Start of Block
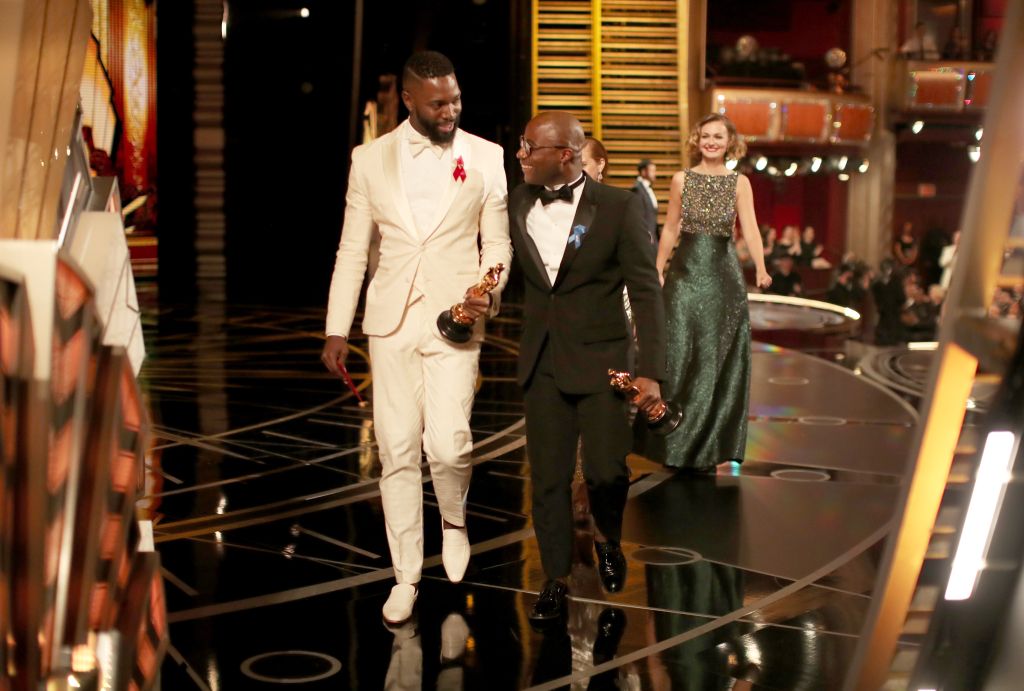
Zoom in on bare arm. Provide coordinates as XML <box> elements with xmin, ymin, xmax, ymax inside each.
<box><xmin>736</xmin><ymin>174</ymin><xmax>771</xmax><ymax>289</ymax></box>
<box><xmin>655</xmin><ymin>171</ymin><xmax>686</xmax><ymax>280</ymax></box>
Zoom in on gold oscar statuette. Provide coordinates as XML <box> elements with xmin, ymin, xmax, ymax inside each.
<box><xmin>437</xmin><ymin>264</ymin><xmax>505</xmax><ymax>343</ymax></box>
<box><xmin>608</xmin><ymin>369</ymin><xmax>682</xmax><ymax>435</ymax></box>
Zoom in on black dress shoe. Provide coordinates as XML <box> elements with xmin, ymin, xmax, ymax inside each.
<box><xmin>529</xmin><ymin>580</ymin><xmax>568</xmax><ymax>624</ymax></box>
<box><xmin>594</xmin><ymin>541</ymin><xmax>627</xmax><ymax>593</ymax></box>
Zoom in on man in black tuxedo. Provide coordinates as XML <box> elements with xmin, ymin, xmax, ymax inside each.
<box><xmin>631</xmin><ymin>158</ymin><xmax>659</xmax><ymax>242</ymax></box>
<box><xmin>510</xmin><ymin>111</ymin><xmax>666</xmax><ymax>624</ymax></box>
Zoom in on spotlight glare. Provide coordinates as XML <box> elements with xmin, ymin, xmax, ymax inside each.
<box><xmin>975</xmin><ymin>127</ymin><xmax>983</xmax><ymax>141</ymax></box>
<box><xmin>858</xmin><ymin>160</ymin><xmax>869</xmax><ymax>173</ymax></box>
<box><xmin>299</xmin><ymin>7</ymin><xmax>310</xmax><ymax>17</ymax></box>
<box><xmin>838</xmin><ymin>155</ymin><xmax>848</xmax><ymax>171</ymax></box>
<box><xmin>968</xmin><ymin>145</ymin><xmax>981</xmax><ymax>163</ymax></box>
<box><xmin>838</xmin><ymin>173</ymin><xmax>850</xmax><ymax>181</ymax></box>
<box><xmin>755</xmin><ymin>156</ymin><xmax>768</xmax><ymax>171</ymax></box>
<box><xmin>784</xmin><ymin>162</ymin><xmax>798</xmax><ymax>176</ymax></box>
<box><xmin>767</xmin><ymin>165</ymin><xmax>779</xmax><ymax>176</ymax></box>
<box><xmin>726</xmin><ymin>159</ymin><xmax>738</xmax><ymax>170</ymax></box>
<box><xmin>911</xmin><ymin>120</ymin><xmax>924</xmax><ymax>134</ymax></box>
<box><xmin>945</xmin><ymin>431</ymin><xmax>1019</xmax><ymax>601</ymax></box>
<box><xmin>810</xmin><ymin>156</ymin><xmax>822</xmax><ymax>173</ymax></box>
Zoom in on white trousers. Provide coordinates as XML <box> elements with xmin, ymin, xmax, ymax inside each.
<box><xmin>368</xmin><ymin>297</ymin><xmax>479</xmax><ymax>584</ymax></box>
End of Block
Start of Block
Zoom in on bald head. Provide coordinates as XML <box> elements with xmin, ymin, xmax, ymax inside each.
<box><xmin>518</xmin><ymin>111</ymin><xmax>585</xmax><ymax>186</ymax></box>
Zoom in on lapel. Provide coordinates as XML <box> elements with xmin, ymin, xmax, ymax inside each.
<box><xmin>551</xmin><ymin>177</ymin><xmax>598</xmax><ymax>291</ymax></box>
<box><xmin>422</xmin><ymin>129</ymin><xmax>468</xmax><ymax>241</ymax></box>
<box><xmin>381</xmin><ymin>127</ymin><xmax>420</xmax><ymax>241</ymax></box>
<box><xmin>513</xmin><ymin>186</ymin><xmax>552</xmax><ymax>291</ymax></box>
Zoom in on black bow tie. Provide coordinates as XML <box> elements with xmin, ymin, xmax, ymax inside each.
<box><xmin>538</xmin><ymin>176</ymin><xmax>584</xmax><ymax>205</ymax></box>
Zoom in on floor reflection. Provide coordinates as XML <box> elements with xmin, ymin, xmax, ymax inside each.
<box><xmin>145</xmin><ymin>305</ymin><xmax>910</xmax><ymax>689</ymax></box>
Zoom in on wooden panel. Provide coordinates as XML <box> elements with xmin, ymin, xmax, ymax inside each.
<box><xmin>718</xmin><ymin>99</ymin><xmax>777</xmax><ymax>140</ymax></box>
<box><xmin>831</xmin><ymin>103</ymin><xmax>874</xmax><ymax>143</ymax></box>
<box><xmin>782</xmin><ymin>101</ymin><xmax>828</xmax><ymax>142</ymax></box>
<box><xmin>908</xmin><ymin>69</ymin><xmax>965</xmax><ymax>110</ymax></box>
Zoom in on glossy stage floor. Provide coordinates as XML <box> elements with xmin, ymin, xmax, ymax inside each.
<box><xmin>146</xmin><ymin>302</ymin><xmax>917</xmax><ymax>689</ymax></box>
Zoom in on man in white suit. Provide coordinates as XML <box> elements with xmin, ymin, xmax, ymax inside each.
End of Block
Starting at the line with "Zoom in on wooden" and ending at the line with "Zoom in on man in white", print each line of the listing above exactly, with no other lines.

Zoom in on wooden panel. Provide coordinates as XML <box> elements with xmin, ymin, xmax, ymax inside each.
<box><xmin>718</xmin><ymin>99</ymin><xmax>777</xmax><ymax>140</ymax></box>
<box><xmin>831</xmin><ymin>103</ymin><xmax>874</xmax><ymax>143</ymax></box>
<box><xmin>782</xmin><ymin>101</ymin><xmax>828</xmax><ymax>142</ymax></box>
<box><xmin>908</xmin><ymin>69</ymin><xmax>965</xmax><ymax>110</ymax></box>
Zoom in on glossy stage floor. Provide coordinates as XML <box> elements with xmin, ymin, xmax, ymax inside each.
<box><xmin>146</xmin><ymin>302</ymin><xmax>917</xmax><ymax>689</ymax></box>
Zoom in on man in white suit. Provide coordinates as XML <box> elements with xmin, ymin, xmax, ymax inside each.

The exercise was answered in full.